To do: Every record must be repeated exactly, with no omission.

The input:
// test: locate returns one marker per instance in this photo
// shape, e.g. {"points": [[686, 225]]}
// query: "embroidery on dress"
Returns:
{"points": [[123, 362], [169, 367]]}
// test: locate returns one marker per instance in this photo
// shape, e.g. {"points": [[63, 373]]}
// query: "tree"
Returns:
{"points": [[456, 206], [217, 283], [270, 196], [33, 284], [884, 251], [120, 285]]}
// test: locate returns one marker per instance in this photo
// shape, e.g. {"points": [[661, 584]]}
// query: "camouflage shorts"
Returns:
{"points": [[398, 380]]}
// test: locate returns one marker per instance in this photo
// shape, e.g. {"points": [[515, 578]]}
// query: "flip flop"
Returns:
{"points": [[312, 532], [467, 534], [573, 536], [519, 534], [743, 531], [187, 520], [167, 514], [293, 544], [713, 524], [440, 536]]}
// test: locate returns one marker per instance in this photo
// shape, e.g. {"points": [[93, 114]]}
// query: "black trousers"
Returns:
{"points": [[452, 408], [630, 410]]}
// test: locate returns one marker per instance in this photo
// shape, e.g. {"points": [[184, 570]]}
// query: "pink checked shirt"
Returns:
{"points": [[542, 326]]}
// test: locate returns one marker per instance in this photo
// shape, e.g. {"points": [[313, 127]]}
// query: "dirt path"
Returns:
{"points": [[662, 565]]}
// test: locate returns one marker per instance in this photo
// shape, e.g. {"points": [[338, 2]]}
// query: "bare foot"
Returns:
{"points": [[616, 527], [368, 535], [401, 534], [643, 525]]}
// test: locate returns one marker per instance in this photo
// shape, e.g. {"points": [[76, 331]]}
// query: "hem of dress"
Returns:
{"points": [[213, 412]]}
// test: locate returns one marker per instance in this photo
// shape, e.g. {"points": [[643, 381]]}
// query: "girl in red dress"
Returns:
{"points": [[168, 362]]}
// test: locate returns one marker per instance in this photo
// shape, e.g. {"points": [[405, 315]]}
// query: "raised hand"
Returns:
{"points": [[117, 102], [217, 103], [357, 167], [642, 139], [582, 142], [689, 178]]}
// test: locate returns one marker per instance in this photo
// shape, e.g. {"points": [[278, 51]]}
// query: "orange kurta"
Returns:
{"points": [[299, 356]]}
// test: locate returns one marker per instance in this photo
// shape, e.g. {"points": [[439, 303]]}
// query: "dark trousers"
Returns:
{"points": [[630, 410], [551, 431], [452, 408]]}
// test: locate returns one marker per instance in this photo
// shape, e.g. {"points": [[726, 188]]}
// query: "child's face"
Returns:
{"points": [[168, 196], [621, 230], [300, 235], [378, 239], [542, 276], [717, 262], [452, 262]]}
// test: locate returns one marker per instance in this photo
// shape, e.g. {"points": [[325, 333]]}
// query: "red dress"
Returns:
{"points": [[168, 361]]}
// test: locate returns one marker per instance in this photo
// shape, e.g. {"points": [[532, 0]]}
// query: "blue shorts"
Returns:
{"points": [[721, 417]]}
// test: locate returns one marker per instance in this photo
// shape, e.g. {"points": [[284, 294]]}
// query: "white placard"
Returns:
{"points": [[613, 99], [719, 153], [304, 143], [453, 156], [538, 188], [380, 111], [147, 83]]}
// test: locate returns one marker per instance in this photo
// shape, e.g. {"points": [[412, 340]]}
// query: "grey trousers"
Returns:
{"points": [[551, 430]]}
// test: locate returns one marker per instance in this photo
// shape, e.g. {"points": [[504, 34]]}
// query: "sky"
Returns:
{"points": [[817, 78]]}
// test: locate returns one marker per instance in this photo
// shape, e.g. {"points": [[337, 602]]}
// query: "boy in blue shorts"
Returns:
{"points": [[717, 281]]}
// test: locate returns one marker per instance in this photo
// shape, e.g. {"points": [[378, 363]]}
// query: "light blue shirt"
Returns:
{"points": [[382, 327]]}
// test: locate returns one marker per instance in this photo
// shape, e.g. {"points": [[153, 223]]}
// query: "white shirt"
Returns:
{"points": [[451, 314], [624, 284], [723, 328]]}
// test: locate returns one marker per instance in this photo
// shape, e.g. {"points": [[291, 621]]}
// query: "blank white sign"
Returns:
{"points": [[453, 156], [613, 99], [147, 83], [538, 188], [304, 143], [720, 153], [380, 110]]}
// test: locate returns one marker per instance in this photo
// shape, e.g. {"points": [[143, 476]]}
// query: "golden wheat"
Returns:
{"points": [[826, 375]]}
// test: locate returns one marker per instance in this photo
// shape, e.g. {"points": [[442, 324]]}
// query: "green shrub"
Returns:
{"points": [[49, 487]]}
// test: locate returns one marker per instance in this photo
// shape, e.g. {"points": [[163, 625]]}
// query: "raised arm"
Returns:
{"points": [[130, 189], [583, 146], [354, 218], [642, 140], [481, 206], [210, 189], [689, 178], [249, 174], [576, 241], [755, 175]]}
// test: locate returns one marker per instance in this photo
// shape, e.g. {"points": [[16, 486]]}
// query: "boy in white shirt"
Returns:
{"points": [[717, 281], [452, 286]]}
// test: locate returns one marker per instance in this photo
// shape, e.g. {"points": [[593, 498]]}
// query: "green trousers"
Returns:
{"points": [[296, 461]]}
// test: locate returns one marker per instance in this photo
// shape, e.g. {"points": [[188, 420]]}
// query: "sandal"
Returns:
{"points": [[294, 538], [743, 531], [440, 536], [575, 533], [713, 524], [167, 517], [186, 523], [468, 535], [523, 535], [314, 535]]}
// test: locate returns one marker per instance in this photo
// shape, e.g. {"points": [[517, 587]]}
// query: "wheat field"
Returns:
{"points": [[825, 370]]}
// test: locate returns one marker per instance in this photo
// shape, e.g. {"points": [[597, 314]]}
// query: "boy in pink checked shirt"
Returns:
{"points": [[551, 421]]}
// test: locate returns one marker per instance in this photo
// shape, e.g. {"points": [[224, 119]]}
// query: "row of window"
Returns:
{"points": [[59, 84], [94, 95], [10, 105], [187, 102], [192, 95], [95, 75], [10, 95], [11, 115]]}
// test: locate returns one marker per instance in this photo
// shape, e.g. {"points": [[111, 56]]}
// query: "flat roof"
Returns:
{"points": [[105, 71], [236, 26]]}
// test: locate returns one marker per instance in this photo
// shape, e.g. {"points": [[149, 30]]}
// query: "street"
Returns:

Output for this exercise:
// test: locate returns one marker per instance in this photo
// shape, e.g. {"points": [[686, 225]]}
// query: "embroidery on dress"
Returns:
{"points": [[123, 362], [169, 367]]}
// test: locate returns one marker per instance in this photo
// shape, e.g. {"points": [[63, 373]]}
// query: "tree"
Returns:
{"points": [[456, 206], [217, 283], [270, 196], [33, 284], [884, 251], [120, 285]]}
// test: locate returns one marker per instance in this photo
// shape, e.g. {"points": [[661, 584]]}
// query: "camouflage shorts"
Returns:
{"points": [[398, 380]]}
// test: locate returns one marker per instance in this photo
// shape, e.g. {"points": [[515, 578]]}
// query: "flip flop"
Returns:
{"points": [[312, 532], [467, 534], [573, 536], [519, 534], [743, 531], [187, 520], [167, 514], [293, 544], [713, 524], [440, 536]]}
// test: locate returns one marker per instance in this photo
// shape, e.g. {"points": [[93, 114]]}
// query: "black trousers"
Returns:
{"points": [[452, 408], [630, 410]]}
// test: locate returns one marker per instance in this photo
// shape, e.g. {"points": [[184, 570]]}
// query: "pink checked shirt"
Returns:
{"points": [[542, 326]]}
// test: locate returns one marker per instance in this photo
// shape, e.g. {"points": [[313, 127]]}
// query: "dirt path"
Returns:
{"points": [[662, 565]]}
// test: locate returns one marker per instance in this photo
// shape, e.g. {"points": [[338, 2]]}
// query: "bare foot"
Returns:
{"points": [[616, 527], [368, 535], [401, 534], [643, 525]]}
// test: locate returns one marker per instance in this photo
// shape, e.g. {"points": [[76, 331]]}
// query: "hem of dress"
Returns:
{"points": [[213, 412]]}
// test: locate returns one marker per instance in this photo
// shape, e.g. {"points": [[643, 381]]}
// query: "girl in red dress"
Returns:
{"points": [[168, 362]]}
// test: locate returns one marker per instance in this photo
// shape, e.g. {"points": [[405, 315]]}
// query: "raised hand"
Returns:
{"points": [[117, 102], [217, 103], [357, 167], [642, 139], [582, 142], [689, 178]]}
// test: locate returns one marker per instance in this photo
// shape, e.g. {"points": [[278, 51]]}
// query: "orange kurta"
Returns:
{"points": [[299, 356]]}
// test: locate returns one marker per instance in this photo
// shape, e.g. {"points": [[439, 303]]}
// query: "dark trousers"
Returns:
{"points": [[630, 410], [551, 431], [452, 408]]}
// test: locate returns one marker per instance in this photo
// shape, e.g. {"points": [[726, 188]]}
// query: "child's face"
Returns:
{"points": [[168, 196], [621, 230], [300, 235], [378, 239], [542, 276], [717, 262], [452, 262]]}
// test: locate returns one marker per instance in this photo
// shape, e.g. {"points": [[325, 333]]}
// query: "red dress"
Returns:
{"points": [[168, 361]]}
// test: locate returns one marker per instance in this photo
// shape, e.g. {"points": [[532, 0]]}
// query: "blue shorts"
Returns:
{"points": [[721, 417]]}
// test: locate returns one marker per instance in this photo
// shape, e.g. {"points": [[284, 294]]}
// query: "white placard"
Returns:
{"points": [[613, 99], [719, 153], [304, 143], [453, 156], [538, 188], [380, 111], [147, 83]]}
// test: locate returns one marker per instance in this photo
// shape, e.g. {"points": [[412, 340]]}
// query: "grey trousers"
Returns:
{"points": [[551, 430]]}
// test: locate returns one marker per instance in this photo
// shape, e.g. {"points": [[504, 34]]}
// query: "sky"
Returns:
{"points": [[817, 78]]}
// test: locate returns one marker per instance in this photo
// shape, e.g. {"points": [[337, 602]]}
// query: "boy in blue shorts"
Returns:
{"points": [[717, 281]]}
// test: locate returns one marker per instance in this photo
// shape, e.g. {"points": [[378, 363]]}
// query: "light blue shirt"
Returns:
{"points": [[382, 327]]}
// test: locate returns one marker per instance in this photo
// shape, e.g. {"points": [[153, 223]]}
// query: "white shirt"
Returns:
{"points": [[451, 314], [624, 284], [723, 328]]}
// test: locate returns one marker per instance in this photo
// shape, e.g. {"points": [[291, 621]]}
// query: "blank white sign"
Returns:
{"points": [[453, 156], [613, 99], [147, 83], [538, 188], [304, 143], [720, 153], [380, 110]]}
// test: locate returns one marker per instance in this photo
// shape, e.g. {"points": [[143, 476]]}
// query: "golden wheat"
Returns:
{"points": [[826, 375]]}
// test: locate returns one marker per instance in this photo
// shape, e.g. {"points": [[442, 324]]}
// query: "green shrub"
Returns:
{"points": [[49, 487]]}
// test: locate returns one marker per instance in this photo
// shape, e.g. {"points": [[163, 625]]}
// query: "raised arm"
Returns:
{"points": [[130, 189], [583, 146], [354, 218], [642, 140], [481, 206], [210, 189], [689, 178], [249, 174], [576, 241], [755, 175]]}
// test: locate returns one marker per instance in this photo
// shape, e.g. {"points": [[16, 486]]}
// query: "boy in white shirt"
Returns:
{"points": [[717, 281], [452, 286]]}
// test: locate returns one marker per instance in this photo
// shape, e.g. {"points": [[593, 498]]}
// query: "green trousers"
Returns:
{"points": [[296, 461]]}
// test: locate returns one marker per instance in this photo
// shape, e.g. {"points": [[188, 420]]}
// query: "sandal"
Returns:
{"points": [[294, 538], [743, 531], [440, 536], [575, 533], [713, 524], [167, 517], [186, 523], [468, 535], [523, 535], [314, 535]]}
// test: locate returns one marker per instance in this photo
// shape, e.g. {"points": [[517, 587]]}
// query: "wheat field"
Returns:
{"points": [[825, 370]]}
// test: locate returns one marker per instance in this photo
// shape, e.g. {"points": [[597, 314]]}
// query: "boy in pink checked shirt"
Returns:
{"points": [[551, 421]]}
// test: locate returns one marker per instance in this photo
// shape, e.g. {"points": [[224, 119]]}
// query: "row of window"
Returns:
{"points": [[59, 84], [94, 95], [10, 105], [187, 102], [192, 95], [95, 75], [10, 95], [11, 115]]}
// test: locate returns one marker per instance in this photo
// shape, e.g. {"points": [[111, 56]]}
// query: "flat roof"
Returns:
{"points": [[105, 71], [236, 26]]}
// test: locate returns one marker per instance in this photo
// shape, e.g. {"points": [[149, 30]]}
// query: "street"
Returns:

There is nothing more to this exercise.